- WHAT TO WORK ON: According to the Double Dare article, why was Soupy Sales passed over as host?

- PASSAGE SHOWN:
........

If you grew up in the ’80s, chances are your afternoons involved racing home, flipping on Nickelodeon, and watching kids get absolutely covered in slime. That messy magic all began in 1986 with the debut of Double Dare—Nickelodeon’s very first game show and one of the most iconic programs in the network’s history.
Premiering on October 6, 1986, Double Dare put two teams head-to-head as they answered trivia questions and tackled outrageous physical challenges. The show originally ran until 1993 and proved so popular that it later returned in revivals in 2000 and again in 2018. But nothing quite matched the excitement of that original run.
How Double Dare Was Born
In the mid-1980s, Nickelodeon was searching for something completely new. Production and consulting groups pitched the idea of a game show for kids—something the network had never tried before. Focus groups revealed an interesting insight: kids loved watching game shows with adults, but there wasn’t one designed just for them.
So Nickelodeon created a brand-new format, blending trivia, the risk-taking fun of Truth or Dare, and the chaotic spirit of the board game Mouse Trap. The result? Controlled chaos, kid-friendly competition, and lots and lots of slime.
Finding the Perfect Host
Before Double Dare found its forever host, producers considered a few familiar names, including children’s TV legend Soupy Sales and rising comedian Dana Carvey. Sales was ultimately deemed too old for the role, and Carvey soon landed an audition for Saturday Night Live.
After reviewing more than 1,000 applicants from New York and Los Angeles, producers narrowed it down to two finalists. One of them was a television warm-up comedian named Marc Summers, who originally attended a tryout just to support a friend. He passed audition after audition and officially landed the job in September 1986.

........

- RECORDS PROVIDED:
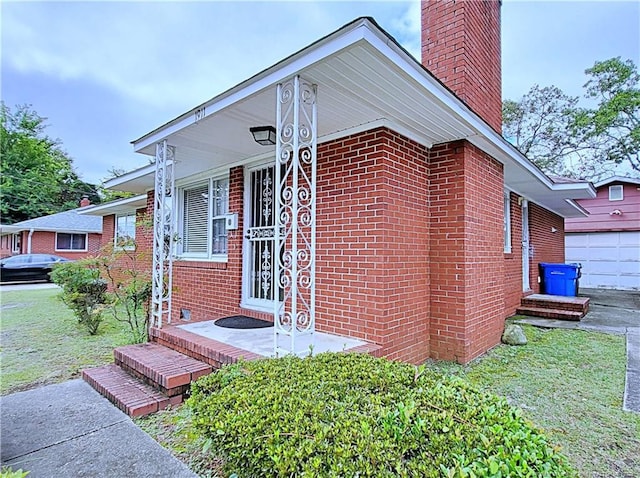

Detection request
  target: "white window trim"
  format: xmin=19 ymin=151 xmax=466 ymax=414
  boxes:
xmin=11 ymin=232 xmax=22 ymax=254
xmin=609 ymin=184 xmax=624 ymax=201
xmin=113 ymin=211 xmax=138 ymax=251
xmin=55 ymin=232 xmax=89 ymax=252
xmin=503 ymin=191 xmax=512 ymax=254
xmin=174 ymin=175 xmax=229 ymax=263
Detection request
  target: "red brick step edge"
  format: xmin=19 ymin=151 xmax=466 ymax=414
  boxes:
xmin=82 ymin=364 xmax=182 ymax=417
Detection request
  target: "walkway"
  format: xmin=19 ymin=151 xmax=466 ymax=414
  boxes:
xmin=0 ymin=380 xmax=196 ymax=478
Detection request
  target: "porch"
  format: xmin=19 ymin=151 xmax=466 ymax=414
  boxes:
xmin=82 ymin=320 xmax=382 ymax=417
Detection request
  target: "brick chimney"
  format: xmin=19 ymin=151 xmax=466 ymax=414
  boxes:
xmin=422 ymin=0 xmax=502 ymax=133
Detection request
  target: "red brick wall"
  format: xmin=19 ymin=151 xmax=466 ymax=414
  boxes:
xmin=529 ymin=203 xmax=564 ymax=293
xmin=101 ymin=214 xmax=116 ymax=247
xmin=504 ymin=193 xmax=523 ymax=316
xmin=0 ymin=234 xmax=13 ymax=259
xmin=134 ymin=128 xmax=563 ymax=363
xmin=430 ymin=141 xmax=504 ymax=363
xmin=316 ymin=129 xmax=429 ymax=362
xmin=422 ymin=0 xmax=502 ymax=132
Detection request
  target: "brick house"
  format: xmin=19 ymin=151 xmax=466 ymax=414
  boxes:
xmin=565 ymin=176 xmax=640 ymax=290
xmin=95 ymin=0 xmax=594 ymax=363
xmin=0 ymin=202 xmax=103 ymax=259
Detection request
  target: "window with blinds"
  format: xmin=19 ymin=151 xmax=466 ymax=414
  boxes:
xmin=181 ymin=179 xmax=229 ymax=258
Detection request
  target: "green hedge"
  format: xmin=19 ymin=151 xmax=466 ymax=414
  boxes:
xmin=187 ymin=353 xmax=575 ymax=477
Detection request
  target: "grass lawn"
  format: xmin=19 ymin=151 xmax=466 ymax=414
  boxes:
xmin=434 ymin=326 xmax=640 ymax=478
xmin=0 ymin=289 xmax=129 ymax=395
xmin=137 ymin=326 xmax=640 ymax=478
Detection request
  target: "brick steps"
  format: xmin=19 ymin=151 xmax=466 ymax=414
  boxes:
xmin=149 ymin=327 xmax=264 ymax=370
xmin=82 ymin=364 xmax=182 ymax=417
xmin=82 ymin=343 xmax=213 ymax=417
xmin=516 ymin=307 xmax=582 ymax=320
xmin=113 ymin=343 xmax=213 ymax=397
xmin=516 ymin=294 xmax=589 ymax=320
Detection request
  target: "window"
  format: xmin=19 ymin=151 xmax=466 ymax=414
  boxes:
xmin=11 ymin=232 xmax=22 ymax=254
xmin=180 ymin=179 xmax=229 ymax=259
xmin=504 ymin=191 xmax=511 ymax=253
xmin=56 ymin=232 xmax=87 ymax=251
xmin=114 ymin=213 xmax=136 ymax=249
xmin=609 ymin=184 xmax=624 ymax=201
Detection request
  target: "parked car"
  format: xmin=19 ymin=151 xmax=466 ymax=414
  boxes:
xmin=0 ymin=254 xmax=70 ymax=282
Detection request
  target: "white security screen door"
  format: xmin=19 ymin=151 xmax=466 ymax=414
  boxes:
xmin=243 ymin=165 xmax=276 ymax=312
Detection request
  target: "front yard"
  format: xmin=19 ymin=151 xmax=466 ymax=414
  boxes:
xmin=0 ymin=289 xmax=640 ymax=478
xmin=0 ymin=289 xmax=129 ymax=395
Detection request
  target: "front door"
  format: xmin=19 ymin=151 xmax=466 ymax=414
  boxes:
xmin=522 ymin=199 xmax=531 ymax=291
xmin=242 ymin=164 xmax=275 ymax=312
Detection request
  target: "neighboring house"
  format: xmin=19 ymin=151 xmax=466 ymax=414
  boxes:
xmin=81 ymin=194 xmax=151 ymax=249
xmin=565 ymin=176 xmax=640 ymax=290
xmin=94 ymin=0 xmax=595 ymax=363
xmin=0 ymin=205 xmax=102 ymax=259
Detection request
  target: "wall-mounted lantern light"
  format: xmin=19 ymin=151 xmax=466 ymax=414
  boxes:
xmin=249 ymin=126 xmax=276 ymax=146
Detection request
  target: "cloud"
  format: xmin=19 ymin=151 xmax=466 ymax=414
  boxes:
xmin=2 ymin=2 xmax=415 ymax=116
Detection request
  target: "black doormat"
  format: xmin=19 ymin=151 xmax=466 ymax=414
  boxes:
xmin=214 ymin=315 xmax=273 ymax=329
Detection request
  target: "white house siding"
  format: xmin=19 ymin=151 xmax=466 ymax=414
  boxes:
xmin=565 ymin=231 xmax=640 ymax=290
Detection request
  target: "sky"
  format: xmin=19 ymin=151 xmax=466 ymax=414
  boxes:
xmin=0 ymin=0 xmax=640 ymax=183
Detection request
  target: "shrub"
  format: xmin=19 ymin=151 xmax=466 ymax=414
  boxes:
xmin=187 ymin=353 xmax=575 ymax=477
xmin=51 ymin=259 xmax=107 ymax=335
xmin=95 ymin=240 xmax=151 ymax=343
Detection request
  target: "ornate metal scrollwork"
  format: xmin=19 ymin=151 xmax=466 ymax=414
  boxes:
xmin=151 ymin=140 xmax=175 ymax=327
xmin=274 ymin=76 xmax=317 ymax=355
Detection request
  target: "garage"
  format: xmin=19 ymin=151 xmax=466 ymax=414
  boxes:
xmin=565 ymin=231 xmax=640 ymax=290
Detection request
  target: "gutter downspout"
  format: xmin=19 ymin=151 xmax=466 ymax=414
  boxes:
xmin=27 ymin=228 xmax=33 ymax=254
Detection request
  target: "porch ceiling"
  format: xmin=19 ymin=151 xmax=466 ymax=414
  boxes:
xmin=112 ymin=18 xmax=595 ymax=217
xmin=138 ymin=41 xmax=476 ymax=177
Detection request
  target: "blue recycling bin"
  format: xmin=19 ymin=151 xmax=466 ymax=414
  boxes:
xmin=539 ymin=262 xmax=582 ymax=297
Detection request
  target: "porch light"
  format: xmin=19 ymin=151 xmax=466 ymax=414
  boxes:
xmin=249 ymin=126 xmax=276 ymax=146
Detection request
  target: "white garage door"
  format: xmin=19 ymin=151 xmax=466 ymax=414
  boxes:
xmin=565 ymin=231 xmax=640 ymax=290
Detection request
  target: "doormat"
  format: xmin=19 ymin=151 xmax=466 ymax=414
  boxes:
xmin=214 ymin=315 xmax=273 ymax=329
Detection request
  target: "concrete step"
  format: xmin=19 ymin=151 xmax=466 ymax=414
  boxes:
xmin=516 ymin=306 xmax=584 ymax=321
xmin=521 ymin=294 xmax=589 ymax=317
xmin=82 ymin=364 xmax=182 ymax=417
xmin=113 ymin=343 xmax=213 ymax=397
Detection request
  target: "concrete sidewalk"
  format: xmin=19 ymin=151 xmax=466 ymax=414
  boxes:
xmin=0 ymin=379 xmax=196 ymax=478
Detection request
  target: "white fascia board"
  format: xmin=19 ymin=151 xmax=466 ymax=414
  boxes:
xmin=103 ymin=164 xmax=156 ymax=189
xmin=366 ymin=23 xmax=595 ymax=202
xmin=0 ymin=224 xmax=24 ymax=235
xmin=133 ymin=19 xmax=370 ymax=152
xmin=78 ymin=194 xmax=147 ymax=216
xmin=594 ymin=176 xmax=640 ymax=188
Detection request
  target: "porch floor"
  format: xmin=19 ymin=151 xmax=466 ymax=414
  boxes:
xmin=176 ymin=320 xmax=372 ymax=357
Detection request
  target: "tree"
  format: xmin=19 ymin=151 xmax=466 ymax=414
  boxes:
xmin=502 ymin=58 xmax=640 ymax=179
xmin=502 ymin=85 xmax=579 ymax=175
xmin=0 ymin=103 xmax=100 ymax=224
xmin=573 ymin=57 xmax=640 ymax=172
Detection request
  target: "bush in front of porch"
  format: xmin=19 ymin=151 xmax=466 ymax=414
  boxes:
xmin=187 ymin=354 xmax=575 ymax=477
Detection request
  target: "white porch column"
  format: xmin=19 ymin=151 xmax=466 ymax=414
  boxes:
xmin=274 ymin=76 xmax=317 ymax=356
xmin=150 ymin=139 xmax=175 ymax=327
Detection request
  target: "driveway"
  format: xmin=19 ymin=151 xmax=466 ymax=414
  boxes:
xmin=516 ymin=289 xmax=640 ymax=413
xmin=0 ymin=282 xmax=60 ymax=294
xmin=0 ymin=379 xmax=196 ymax=478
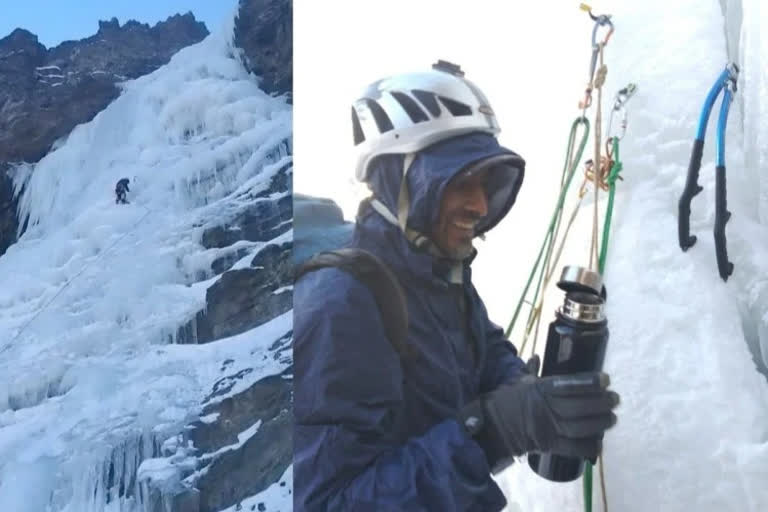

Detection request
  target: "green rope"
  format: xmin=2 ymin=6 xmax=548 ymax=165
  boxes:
xmin=584 ymin=137 xmax=622 ymax=512
xmin=599 ymin=137 xmax=622 ymax=274
xmin=505 ymin=117 xmax=589 ymax=337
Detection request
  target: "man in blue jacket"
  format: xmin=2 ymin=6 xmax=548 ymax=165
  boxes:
xmin=294 ymin=62 xmax=618 ymax=512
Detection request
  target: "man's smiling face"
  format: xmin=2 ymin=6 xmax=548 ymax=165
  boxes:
xmin=431 ymin=170 xmax=488 ymax=260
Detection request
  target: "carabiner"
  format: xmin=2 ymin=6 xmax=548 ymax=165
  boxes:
xmin=579 ymin=3 xmax=613 ymax=110
xmin=606 ymin=82 xmax=637 ymax=140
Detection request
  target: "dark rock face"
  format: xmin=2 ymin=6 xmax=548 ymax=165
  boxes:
xmin=235 ymin=0 xmax=293 ymax=94
xmin=0 ymin=13 xmax=208 ymax=162
xmin=0 ymin=162 xmax=19 ymax=255
xmin=177 ymin=242 xmax=293 ymax=343
xmin=188 ymin=375 xmax=293 ymax=512
xmin=0 ymin=13 xmax=208 ymax=255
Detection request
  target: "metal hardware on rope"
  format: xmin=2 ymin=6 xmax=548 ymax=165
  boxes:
xmin=579 ymin=3 xmax=613 ymax=111
xmin=677 ymin=63 xmax=739 ymax=281
xmin=607 ymin=83 xmax=637 ymax=140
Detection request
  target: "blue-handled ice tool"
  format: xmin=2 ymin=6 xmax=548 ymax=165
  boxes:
xmin=677 ymin=63 xmax=739 ymax=281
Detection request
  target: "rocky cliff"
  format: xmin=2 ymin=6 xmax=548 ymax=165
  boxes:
xmin=0 ymin=13 xmax=208 ymax=254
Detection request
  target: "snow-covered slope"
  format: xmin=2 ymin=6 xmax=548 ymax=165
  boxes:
xmin=501 ymin=0 xmax=768 ymax=512
xmin=0 ymin=13 xmax=292 ymax=512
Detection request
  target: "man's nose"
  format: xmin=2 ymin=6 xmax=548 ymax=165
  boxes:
xmin=464 ymin=183 xmax=488 ymax=217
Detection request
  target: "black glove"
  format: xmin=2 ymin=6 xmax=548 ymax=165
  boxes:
xmin=461 ymin=372 xmax=619 ymax=473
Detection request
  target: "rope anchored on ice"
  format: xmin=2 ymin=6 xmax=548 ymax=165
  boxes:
xmin=506 ymin=4 xmax=637 ymax=512
xmin=677 ymin=63 xmax=739 ymax=281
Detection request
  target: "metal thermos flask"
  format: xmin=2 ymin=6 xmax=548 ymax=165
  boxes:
xmin=528 ymin=266 xmax=608 ymax=482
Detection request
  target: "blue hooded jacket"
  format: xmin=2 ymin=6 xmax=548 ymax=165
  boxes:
xmin=294 ymin=134 xmax=525 ymax=512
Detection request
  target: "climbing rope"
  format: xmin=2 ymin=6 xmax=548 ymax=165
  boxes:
xmin=0 ymin=206 xmax=152 ymax=353
xmin=506 ymin=4 xmax=637 ymax=512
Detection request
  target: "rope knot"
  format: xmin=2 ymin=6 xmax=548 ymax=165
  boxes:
xmin=595 ymin=64 xmax=608 ymax=89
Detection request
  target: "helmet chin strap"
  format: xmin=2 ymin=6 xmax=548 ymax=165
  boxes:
xmin=371 ymin=153 xmax=432 ymax=248
xmin=370 ymin=153 xmax=464 ymax=284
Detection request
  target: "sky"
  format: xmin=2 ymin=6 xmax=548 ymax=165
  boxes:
xmin=0 ymin=0 xmax=237 ymax=48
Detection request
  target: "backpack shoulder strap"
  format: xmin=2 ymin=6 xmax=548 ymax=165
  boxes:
xmin=296 ymin=248 xmax=412 ymax=358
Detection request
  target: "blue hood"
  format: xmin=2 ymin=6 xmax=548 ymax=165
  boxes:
xmin=369 ymin=133 xmax=525 ymax=235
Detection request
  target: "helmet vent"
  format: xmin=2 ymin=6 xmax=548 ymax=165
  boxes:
xmin=438 ymin=96 xmax=472 ymax=116
xmin=391 ymin=91 xmax=429 ymax=123
xmin=352 ymin=107 xmax=365 ymax=146
xmin=365 ymin=99 xmax=395 ymax=133
xmin=411 ymin=89 xmax=440 ymax=117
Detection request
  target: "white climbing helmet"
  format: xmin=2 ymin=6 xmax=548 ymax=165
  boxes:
xmin=352 ymin=60 xmax=501 ymax=181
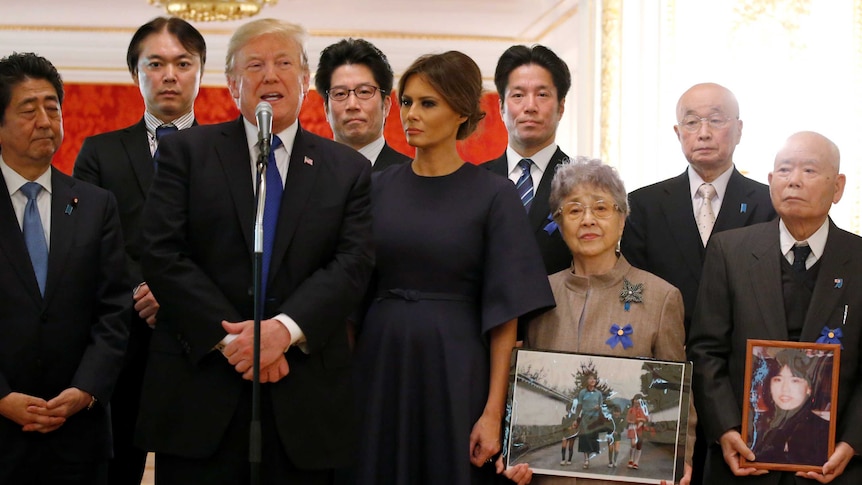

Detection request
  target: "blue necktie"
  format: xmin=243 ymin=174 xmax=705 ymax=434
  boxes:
xmin=153 ymin=125 xmax=179 ymax=170
xmin=515 ymin=158 xmax=534 ymax=212
xmin=261 ymin=135 xmax=284 ymax=300
xmin=20 ymin=182 xmax=48 ymax=296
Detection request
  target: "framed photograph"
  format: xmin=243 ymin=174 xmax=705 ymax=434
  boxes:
xmin=503 ymin=349 xmax=691 ymax=483
xmin=742 ymin=340 xmax=841 ymax=471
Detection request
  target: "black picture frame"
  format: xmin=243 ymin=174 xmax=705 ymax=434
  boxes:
xmin=740 ymin=340 xmax=841 ymax=472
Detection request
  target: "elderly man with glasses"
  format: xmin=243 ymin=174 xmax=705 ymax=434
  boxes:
xmin=314 ymin=39 xmax=410 ymax=171
xmin=620 ymin=83 xmax=775 ymax=485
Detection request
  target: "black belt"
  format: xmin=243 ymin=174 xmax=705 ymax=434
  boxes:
xmin=377 ymin=288 xmax=476 ymax=302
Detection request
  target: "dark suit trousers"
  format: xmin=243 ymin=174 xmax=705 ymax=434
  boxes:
xmin=108 ymin=314 xmax=152 ymax=485
xmin=156 ymin=382 xmax=338 ymax=485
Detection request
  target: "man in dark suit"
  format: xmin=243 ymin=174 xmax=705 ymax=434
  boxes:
xmin=620 ymin=83 xmax=775 ymax=485
xmin=620 ymin=83 xmax=775 ymax=330
xmin=688 ymin=132 xmax=862 ymax=485
xmin=482 ymin=45 xmax=572 ymax=274
xmin=0 ymin=54 xmax=131 ymax=485
xmin=138 ymin=19 xmax=373 ymax=485
xmin=73 ymin=17 xmax=206 ymax=485
xmin=314 ymin=39 xmax=410 ymax=172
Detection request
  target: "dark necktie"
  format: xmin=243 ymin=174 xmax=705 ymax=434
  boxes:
xmin=261 ymin=135 xmax=284 ymax=300
xmin=515 ymin=158 xmax=534 ymax=212
xmin=153 ymin=125 xmax=179 ymax=170
xmin=20 ymin=182 xmax=48 ymax=296
xmin=793 ymin=245 xmax=811 ymax=273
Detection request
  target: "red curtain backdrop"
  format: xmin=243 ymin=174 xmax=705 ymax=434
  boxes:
xmin=54 ymin=83 xmax=507 ymax=173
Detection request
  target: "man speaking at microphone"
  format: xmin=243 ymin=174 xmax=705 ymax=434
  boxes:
xmin=137 ymin=19 xmax=373 ymax=485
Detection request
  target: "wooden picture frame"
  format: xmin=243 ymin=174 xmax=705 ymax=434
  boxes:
xmin=503 ymin=349 xmax=691 ymax=484
xmin=740 ymin=340 xmax=841 ymax=472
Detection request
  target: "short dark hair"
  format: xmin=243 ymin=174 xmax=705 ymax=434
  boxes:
xmin=314 ymin=38 xmax=394 ymax=105
xmin=0 ymin=52 xmax=63 ymax=125
xmin=494 ymin=44 xmax=572 ymax=101
xmin=126 ymin=17 xmax=207 ymax=76
xmin=398 ymin=51 xmax=485 ymax=140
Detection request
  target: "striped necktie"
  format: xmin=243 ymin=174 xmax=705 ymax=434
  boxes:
xmin=19 ymin=182 xmax=48 ymax=296
xmin=515 ymin=158 xmax=535 ymax=212
xmin=261 ymin=135 xmax=284 ymax=301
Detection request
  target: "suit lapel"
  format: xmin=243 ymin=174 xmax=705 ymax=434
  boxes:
xmin=749 ymin=219 xmax=788 ymax=340
xmin=269 ymin=126 xmax=320 ymax=279
xmin=801 ymin=219 xmax=852 ymax=342
xmin=532 ymin=147 xmax=566 ymax=232
xmin=659 ymin=171 xmax=704 ymax=280
xmin=215 ymin=116 xmax=256 ymax=254
xmin=121 ymin=118 xmax=155 ymax=196
xmin=45 ymin=167 xmax=77 ymax=302
xmin=0 ymin=168 xmax=42 ymax=305
xmin=712 ymin=168 xmax=757 ymax=234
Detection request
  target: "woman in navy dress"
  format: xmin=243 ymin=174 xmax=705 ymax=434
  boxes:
xmin=356 ymin=51 xmax=554 ymax=485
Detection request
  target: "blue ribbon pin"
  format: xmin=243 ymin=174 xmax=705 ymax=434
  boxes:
xmin=605 ymin=323 xmax=634 ymax=349
xmin=817 ymin=326 xmax=844 ymax=349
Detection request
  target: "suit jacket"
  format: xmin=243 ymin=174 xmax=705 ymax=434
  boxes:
xmin=138 ymin=118 xmax=373 ymax=468
xmin=0 ymin=168 xmax=132 ymax=464
xmin=620 ymin=168 xmax=775 ymax=331
xmin=687 ymin=220 xmax=862 ymax=485
xmin=482 ymin=148 xmax=572 ymax=275
xmin=374 ymin=143 xmax=412 ymax=172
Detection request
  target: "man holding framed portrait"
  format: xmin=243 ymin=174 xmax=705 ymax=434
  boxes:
xmin=687 ymin=132 xmax=862 ymax=485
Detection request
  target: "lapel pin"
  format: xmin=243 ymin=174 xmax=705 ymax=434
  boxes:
xmin=63 ymin=197 xmax=78 ymax=216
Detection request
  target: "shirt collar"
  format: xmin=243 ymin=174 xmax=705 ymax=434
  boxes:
xmin=688 ymin=164 xmax=734 ymax=200
xmin=357 ymin=135 xmax=386 ymax=165
xmin=242 ymin=116 xmax=299 ymax=160
xmin=778 ymin=217 xmax=829 ymax=261
xmin=144 ymin=109 xmax=195 ymax=136
xmin=506 ymin=143 xmax=557 ymax=175
xmin=0 ymin=154 xmax=52 ymax=197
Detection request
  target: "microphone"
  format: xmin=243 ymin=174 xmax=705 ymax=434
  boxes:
xmin=254 ymin=101 xmax=272 ymax=163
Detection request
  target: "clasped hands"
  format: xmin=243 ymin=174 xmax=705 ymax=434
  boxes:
xmin=0 ymin=387 xmax=93 ymax=433
xmin=719 ymin=429 xmax=855 ymax=483
xmin=221 ymin=319 xmax=291 ymax=383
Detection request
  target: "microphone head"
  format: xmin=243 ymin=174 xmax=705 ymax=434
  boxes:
xmin=254 ymin=101 xmax=272 ymax=118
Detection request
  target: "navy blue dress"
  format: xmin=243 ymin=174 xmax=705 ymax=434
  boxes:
xmin=356 ymin=163 xmax=554 ymax=485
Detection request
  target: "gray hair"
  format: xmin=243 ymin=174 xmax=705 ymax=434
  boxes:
xmin=225 ymin=19 xmax=308 ymax=75
xmin=550 ymin=156 xmax=629 ymax=219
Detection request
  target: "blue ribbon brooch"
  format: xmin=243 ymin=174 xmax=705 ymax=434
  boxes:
xmin=816 ymin=326 xmax=844 ymax=349
xmin=605 ymin=323 xmax=634 ymax=349
xmin=620 ymin=278 xmax=644 ymax=311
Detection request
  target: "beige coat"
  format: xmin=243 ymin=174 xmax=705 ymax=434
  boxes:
xmin=524 ymin=256 xmax=696 ymax=485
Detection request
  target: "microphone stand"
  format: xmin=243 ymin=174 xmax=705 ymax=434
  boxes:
xmin=248 ymin=137 xmax=271 ymax=485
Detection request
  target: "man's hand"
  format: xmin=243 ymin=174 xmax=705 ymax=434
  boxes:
xmin=718 ymin=429 xmax=768 ymax=477
xmin=221 ymin=319 xmax=291 ymax=382
xmin=495 ymin=455 xmax=533 ymax=485
xmin=0 ymin=392 xmax=61 ymax=431
xmin=132 ymin=283 xmax=159 ymax=327
xmin=796 ymin=441 xmax=855 ymax=483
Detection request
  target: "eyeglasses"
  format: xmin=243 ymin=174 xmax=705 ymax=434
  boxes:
xmin=557 ymin=200 xmax=622 ymax=222
xmin=679 ymin=115 xmax=734 ymax=133
xmin=326 ymin=84 xmax=386 ymax=101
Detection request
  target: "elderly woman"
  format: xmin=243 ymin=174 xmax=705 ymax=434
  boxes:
xmin=751 ymin=349 xmax=829 ymax=466
xmin=525 ymin=157 xmax=694 ymax=485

........

- ANSWER FOR THE TASK: He was deemed too old for the role.